### Text passage

Moody's Investors Service has described the project as a "credit positive" for Pakistan. In 2015, the agency acknowledged that much of the project's key benefits would not materialize until 2017, but stated that it believes at least some of the benefits from the economic corridor would likely begin accruing even before then. The Asian Development Bank stated "CPEC will connect economic agents along a defined geography. It will provide connection between economic nodes or hubs, centered on urban landscapes, in which large amount of economic resources and actors are concentrated. They link the supply and demand sides of markets." On 14 November 2016, Hyatt Hotels Corporation announced plan's to open four properties in Pakistan, in partnership with Bahria Town Group, citing the investment of CPEC as the reason behind the $600 million investment.

On 12 March 2017, a consortium of Pakistani broker houses reported that Pakistan will end up paying $90 billion to China over a span of 30 years with annual average repayments of $3–4 billion per year post fiscal year 2020. The report further said that CPEC-related transportation would earn $400–500 million per annum to Pakistan, and would grow Pakistani exports by 4.5% a year till fiscal year 2025.

######
### Data section

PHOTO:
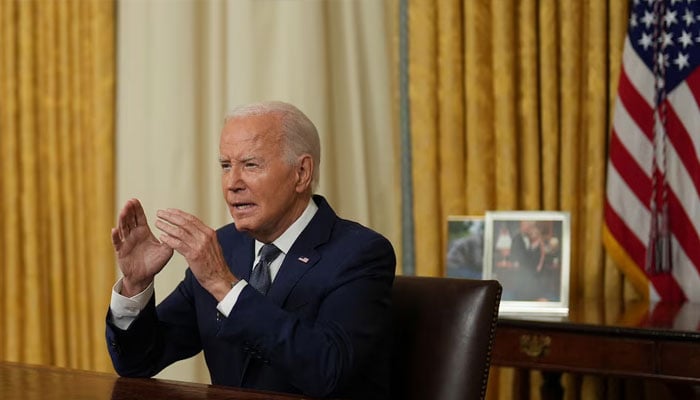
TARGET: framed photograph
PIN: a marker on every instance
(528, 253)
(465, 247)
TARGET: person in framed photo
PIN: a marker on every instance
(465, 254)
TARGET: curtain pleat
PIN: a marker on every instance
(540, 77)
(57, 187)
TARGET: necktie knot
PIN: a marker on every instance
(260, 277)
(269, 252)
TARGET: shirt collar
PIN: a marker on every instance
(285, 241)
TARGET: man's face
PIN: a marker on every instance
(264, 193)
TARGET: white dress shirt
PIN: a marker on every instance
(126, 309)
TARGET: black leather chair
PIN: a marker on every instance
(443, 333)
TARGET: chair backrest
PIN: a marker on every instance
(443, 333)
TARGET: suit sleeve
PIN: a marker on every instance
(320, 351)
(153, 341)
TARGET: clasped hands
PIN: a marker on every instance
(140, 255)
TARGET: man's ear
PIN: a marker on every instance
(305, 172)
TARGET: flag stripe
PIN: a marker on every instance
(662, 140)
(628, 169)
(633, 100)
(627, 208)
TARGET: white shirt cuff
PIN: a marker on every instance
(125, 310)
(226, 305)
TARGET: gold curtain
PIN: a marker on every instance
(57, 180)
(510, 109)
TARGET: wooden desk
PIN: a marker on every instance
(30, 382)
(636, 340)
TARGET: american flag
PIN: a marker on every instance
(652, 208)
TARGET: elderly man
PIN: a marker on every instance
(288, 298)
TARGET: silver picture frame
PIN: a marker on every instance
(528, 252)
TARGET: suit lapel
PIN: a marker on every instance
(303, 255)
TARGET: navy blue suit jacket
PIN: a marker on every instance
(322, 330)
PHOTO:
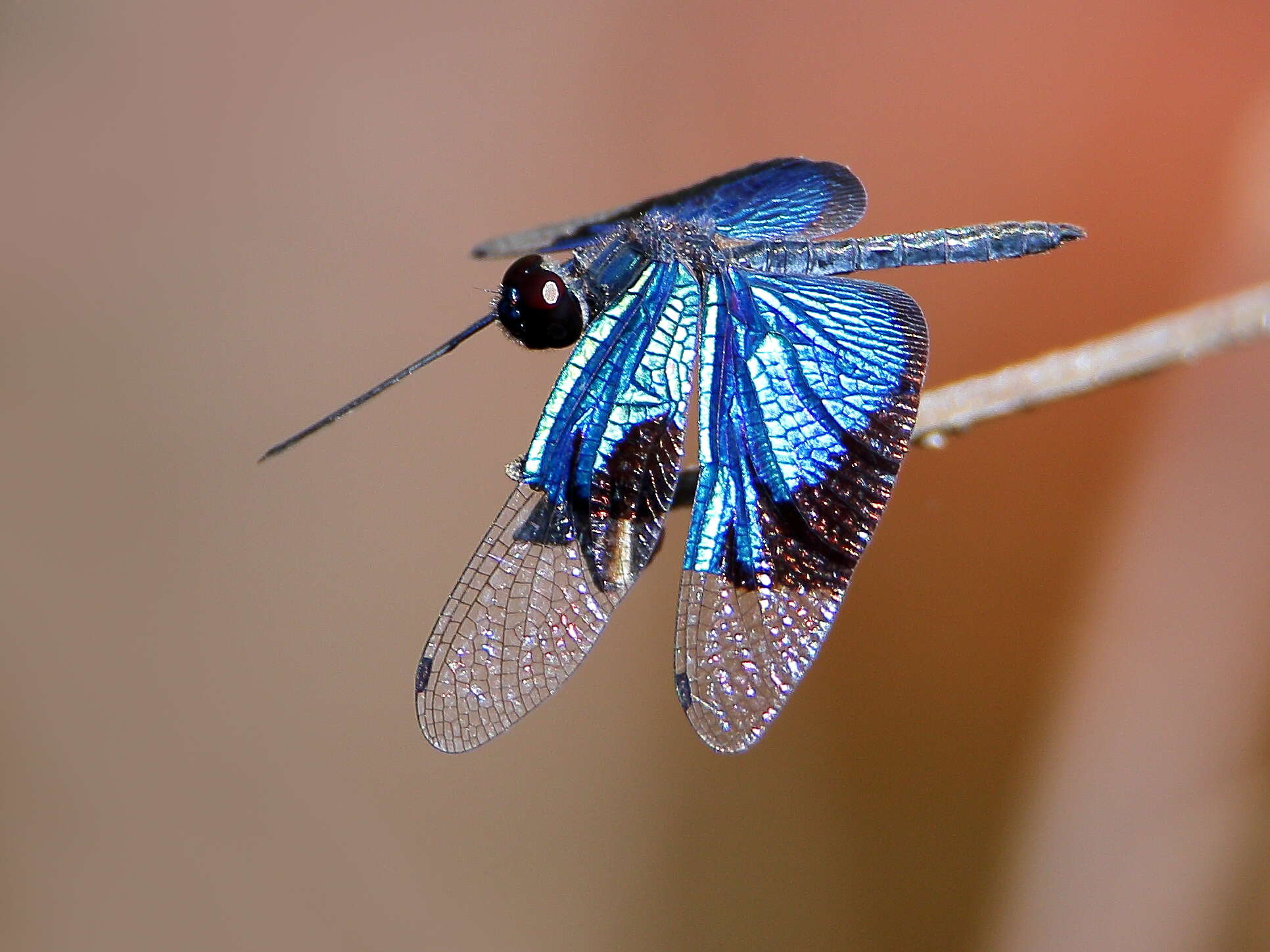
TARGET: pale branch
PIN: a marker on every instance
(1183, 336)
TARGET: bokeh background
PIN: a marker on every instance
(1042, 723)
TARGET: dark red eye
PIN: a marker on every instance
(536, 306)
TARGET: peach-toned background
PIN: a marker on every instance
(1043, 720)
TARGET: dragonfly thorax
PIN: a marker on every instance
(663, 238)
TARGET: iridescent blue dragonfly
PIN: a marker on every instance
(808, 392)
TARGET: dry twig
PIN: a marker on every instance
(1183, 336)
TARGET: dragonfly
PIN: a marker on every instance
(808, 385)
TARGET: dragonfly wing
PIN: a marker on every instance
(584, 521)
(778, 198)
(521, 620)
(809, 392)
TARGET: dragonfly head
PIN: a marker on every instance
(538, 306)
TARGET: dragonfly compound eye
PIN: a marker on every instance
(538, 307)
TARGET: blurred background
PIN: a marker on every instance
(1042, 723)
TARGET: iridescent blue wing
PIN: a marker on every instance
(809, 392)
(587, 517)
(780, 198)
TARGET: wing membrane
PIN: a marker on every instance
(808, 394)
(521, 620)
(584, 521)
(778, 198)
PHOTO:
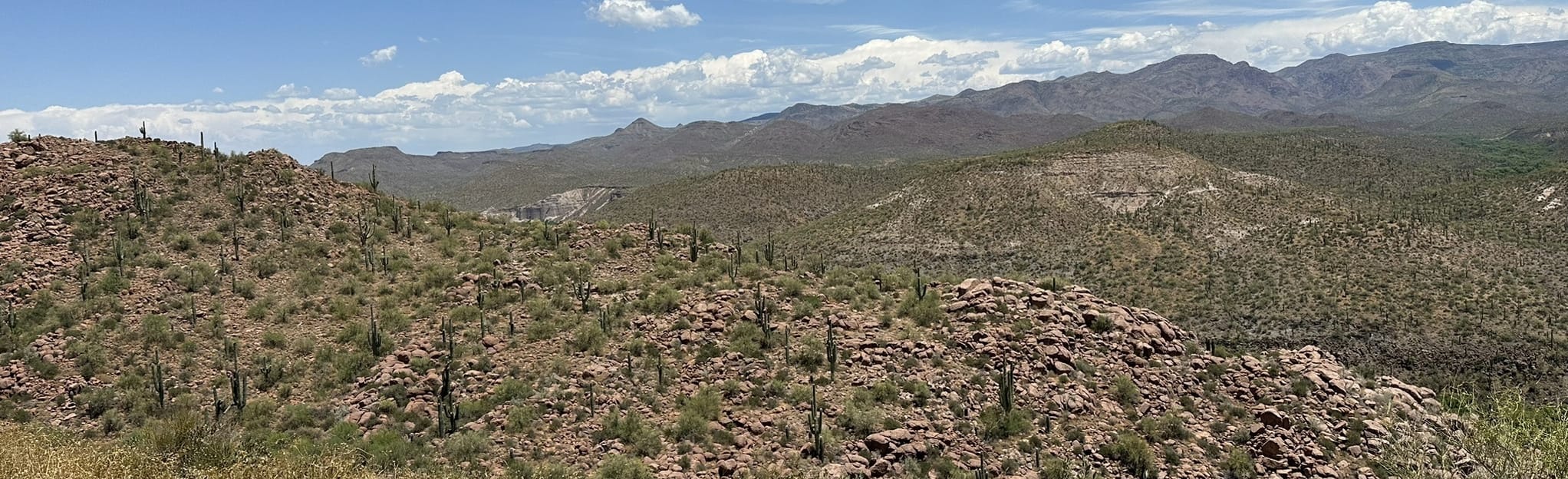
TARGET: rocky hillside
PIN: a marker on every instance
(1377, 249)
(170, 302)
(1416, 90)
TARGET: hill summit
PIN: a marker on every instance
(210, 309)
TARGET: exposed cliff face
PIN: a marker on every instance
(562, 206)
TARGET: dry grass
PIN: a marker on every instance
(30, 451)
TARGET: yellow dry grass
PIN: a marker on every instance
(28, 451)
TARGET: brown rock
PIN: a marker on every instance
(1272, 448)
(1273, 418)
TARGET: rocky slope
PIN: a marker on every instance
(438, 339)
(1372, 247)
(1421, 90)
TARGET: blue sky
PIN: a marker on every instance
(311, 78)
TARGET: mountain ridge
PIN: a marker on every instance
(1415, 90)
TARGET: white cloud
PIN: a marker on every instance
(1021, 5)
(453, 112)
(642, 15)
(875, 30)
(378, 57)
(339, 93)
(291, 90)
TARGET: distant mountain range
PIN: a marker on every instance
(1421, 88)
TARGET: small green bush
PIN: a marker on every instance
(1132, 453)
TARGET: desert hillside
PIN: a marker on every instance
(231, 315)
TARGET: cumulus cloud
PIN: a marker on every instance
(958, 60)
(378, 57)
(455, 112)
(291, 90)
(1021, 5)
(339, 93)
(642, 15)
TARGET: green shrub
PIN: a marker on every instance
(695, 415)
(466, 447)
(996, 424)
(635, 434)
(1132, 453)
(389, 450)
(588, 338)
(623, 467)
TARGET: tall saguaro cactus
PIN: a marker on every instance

######

- _What to do_
List every dollar amount that appears in the CPEC passage above.

- _Full output_
- $600 million
- $90 billion
- $3–4 billion
- $400–500 million